===== INFORMATION SHOWN =====

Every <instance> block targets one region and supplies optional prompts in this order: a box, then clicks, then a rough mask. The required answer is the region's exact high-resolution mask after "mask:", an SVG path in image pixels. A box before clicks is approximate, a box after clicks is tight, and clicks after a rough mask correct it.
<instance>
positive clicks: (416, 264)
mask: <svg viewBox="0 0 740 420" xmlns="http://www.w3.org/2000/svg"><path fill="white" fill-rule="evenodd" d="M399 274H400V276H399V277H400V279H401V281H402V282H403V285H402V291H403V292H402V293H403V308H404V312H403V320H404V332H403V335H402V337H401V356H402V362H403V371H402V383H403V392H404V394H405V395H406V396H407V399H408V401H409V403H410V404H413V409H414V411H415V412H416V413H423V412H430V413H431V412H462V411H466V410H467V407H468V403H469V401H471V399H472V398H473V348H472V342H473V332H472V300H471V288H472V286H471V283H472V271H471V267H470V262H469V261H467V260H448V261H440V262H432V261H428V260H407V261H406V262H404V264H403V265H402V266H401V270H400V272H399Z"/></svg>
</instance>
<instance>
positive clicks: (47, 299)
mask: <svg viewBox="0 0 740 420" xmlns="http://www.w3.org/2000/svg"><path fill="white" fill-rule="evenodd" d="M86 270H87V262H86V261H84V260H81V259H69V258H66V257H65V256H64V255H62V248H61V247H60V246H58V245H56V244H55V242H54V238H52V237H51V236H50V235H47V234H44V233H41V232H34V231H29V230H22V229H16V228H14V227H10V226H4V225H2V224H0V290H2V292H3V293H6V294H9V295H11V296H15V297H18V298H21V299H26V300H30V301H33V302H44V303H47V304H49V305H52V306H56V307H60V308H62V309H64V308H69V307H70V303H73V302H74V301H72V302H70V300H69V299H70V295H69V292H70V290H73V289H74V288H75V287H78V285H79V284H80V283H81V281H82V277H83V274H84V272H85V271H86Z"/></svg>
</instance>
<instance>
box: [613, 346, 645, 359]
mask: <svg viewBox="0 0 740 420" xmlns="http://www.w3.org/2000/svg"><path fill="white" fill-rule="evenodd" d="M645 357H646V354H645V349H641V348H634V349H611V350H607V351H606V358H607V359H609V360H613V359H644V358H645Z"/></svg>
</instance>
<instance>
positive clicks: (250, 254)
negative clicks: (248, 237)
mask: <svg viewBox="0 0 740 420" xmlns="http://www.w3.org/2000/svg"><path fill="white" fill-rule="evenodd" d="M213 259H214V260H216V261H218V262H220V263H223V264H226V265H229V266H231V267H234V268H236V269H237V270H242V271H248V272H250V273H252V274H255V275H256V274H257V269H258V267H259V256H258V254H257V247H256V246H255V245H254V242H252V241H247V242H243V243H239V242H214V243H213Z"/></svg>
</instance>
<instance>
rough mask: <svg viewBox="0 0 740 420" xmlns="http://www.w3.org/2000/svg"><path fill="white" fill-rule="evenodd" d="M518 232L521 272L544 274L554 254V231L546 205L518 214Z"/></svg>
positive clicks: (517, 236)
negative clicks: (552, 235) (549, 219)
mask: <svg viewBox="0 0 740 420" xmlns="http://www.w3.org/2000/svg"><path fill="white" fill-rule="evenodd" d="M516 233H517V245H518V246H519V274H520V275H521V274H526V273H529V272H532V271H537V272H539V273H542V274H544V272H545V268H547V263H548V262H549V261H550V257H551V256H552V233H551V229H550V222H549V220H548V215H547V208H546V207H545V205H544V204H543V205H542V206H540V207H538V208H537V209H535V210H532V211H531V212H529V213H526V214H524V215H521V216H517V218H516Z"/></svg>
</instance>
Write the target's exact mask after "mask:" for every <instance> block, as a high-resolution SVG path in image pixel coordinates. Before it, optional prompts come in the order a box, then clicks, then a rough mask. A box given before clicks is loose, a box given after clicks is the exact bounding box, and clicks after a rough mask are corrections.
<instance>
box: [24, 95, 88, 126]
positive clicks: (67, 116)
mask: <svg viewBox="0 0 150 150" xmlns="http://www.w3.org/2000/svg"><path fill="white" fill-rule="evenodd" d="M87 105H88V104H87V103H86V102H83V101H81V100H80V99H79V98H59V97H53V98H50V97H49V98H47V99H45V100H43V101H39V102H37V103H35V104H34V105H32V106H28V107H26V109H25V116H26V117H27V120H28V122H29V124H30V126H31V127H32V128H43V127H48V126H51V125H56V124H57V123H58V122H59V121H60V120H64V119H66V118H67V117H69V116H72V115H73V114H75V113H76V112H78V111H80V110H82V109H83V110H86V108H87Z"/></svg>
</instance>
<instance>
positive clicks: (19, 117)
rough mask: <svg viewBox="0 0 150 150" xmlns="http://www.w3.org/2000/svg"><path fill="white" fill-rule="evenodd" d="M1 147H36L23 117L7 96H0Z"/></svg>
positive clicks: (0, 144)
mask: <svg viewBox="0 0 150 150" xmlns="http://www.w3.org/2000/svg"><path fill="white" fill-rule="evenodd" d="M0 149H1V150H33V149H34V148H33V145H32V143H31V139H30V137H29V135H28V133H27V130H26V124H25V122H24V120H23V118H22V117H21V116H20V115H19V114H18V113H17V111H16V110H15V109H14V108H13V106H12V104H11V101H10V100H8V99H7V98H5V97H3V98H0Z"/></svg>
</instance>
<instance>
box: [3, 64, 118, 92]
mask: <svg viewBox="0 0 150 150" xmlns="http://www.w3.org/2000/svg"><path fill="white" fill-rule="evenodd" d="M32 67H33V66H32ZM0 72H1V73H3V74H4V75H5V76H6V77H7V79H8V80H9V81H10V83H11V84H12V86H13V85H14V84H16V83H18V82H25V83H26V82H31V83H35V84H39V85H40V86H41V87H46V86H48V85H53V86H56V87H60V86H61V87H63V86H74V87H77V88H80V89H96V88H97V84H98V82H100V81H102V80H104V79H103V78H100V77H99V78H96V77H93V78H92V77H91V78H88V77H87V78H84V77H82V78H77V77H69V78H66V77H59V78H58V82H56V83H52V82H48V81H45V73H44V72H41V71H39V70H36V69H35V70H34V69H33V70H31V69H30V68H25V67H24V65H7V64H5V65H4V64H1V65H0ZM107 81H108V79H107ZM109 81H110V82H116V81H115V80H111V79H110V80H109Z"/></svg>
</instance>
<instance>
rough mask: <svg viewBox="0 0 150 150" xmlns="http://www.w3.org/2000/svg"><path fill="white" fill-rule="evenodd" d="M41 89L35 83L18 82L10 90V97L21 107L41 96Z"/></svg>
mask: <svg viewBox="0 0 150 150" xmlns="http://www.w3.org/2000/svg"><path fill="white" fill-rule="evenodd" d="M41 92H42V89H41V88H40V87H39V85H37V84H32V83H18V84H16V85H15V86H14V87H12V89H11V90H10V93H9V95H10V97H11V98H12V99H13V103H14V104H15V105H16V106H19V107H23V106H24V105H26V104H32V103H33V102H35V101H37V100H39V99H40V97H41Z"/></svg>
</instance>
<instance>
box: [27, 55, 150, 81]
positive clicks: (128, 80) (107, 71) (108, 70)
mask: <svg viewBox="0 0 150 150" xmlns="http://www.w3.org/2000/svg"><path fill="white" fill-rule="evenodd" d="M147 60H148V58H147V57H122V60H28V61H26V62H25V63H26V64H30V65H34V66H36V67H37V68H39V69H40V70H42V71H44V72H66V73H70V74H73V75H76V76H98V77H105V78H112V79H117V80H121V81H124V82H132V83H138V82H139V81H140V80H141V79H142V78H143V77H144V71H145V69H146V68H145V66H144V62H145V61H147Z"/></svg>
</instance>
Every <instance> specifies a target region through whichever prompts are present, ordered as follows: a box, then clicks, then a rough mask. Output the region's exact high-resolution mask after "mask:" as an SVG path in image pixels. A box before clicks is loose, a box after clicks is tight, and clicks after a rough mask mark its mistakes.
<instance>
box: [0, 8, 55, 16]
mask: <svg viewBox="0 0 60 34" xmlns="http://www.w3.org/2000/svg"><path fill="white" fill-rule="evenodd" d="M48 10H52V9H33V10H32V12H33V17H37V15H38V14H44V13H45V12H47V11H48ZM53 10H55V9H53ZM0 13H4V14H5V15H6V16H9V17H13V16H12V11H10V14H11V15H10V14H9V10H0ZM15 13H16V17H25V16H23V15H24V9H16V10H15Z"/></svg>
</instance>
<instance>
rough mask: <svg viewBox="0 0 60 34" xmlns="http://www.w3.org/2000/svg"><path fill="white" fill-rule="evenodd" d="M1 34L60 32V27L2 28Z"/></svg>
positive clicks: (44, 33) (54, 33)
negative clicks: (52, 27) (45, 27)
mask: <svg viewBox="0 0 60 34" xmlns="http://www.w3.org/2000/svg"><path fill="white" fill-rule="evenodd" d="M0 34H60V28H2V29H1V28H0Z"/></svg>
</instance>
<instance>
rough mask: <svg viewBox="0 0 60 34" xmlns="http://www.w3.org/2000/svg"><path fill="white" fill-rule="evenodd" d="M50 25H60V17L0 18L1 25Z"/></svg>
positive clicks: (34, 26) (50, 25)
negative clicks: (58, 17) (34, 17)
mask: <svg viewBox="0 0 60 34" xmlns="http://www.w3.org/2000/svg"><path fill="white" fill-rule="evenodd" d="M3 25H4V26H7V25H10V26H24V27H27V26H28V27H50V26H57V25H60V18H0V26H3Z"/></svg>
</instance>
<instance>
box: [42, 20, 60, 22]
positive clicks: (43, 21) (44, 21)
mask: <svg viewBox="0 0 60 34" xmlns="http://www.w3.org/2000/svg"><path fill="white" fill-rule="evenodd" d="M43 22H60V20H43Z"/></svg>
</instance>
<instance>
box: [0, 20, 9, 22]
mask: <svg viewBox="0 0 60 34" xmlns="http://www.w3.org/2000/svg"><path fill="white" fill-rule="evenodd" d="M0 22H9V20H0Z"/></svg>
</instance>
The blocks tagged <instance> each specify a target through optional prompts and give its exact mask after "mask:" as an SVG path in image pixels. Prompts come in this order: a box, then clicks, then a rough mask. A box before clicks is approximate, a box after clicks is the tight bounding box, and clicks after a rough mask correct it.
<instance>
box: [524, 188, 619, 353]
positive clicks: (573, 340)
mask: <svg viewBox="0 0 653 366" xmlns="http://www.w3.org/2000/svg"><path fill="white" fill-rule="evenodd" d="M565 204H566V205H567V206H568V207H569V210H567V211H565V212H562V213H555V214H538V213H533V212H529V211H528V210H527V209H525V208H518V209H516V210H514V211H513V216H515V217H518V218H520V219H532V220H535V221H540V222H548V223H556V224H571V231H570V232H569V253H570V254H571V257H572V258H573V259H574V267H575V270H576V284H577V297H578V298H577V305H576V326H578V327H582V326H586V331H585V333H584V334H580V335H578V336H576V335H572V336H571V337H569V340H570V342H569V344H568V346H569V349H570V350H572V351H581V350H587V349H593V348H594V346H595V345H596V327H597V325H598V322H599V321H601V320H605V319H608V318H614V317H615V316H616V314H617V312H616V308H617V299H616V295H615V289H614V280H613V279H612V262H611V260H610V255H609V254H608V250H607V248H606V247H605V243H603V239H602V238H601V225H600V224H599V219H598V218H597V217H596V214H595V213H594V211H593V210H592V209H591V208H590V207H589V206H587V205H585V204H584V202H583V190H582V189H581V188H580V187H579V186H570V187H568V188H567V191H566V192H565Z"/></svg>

=====

WHAT TO WORK ON:
The response should be the listing above, limited to the lines between the one holding "positive clicks: (250, 254)" and the one holding "positive clicks: (517, 236)", inclusive, reproduced exactly.

SOLUTION TO THE PROBLEM:
positive clicks: (250, 254)
negative clicks: (248, 237)
mask: <svg viewBox="0 0 740 420" xmlns="http://www.w3.org/2000/svg"><path fill="white" fill-rule="evenodd" d="M213 259H214V260H216V261H218V262H220V263H223V264H226V265H229V266H231V267H234V268H236V269H237V270H242V271H248V272H250V273H252V274H255V275H256V274H257V269H258V267H259V256H258V254H257V247H256V246H255V245H254V242H252V241H247V242H243V243H239V242H214V243H213Z"/></svg>
</instance>
<instance>
rough mask: <svg viewBox="0 0 740 420" xmlns="http://www.w3.org/2000/svg"><path fill="white" fill-rule="evenodd" d="M518 232L521 272L544 274L554 254V231L546 205L518 214Z"/></svg>
positive clicks: (517, 236)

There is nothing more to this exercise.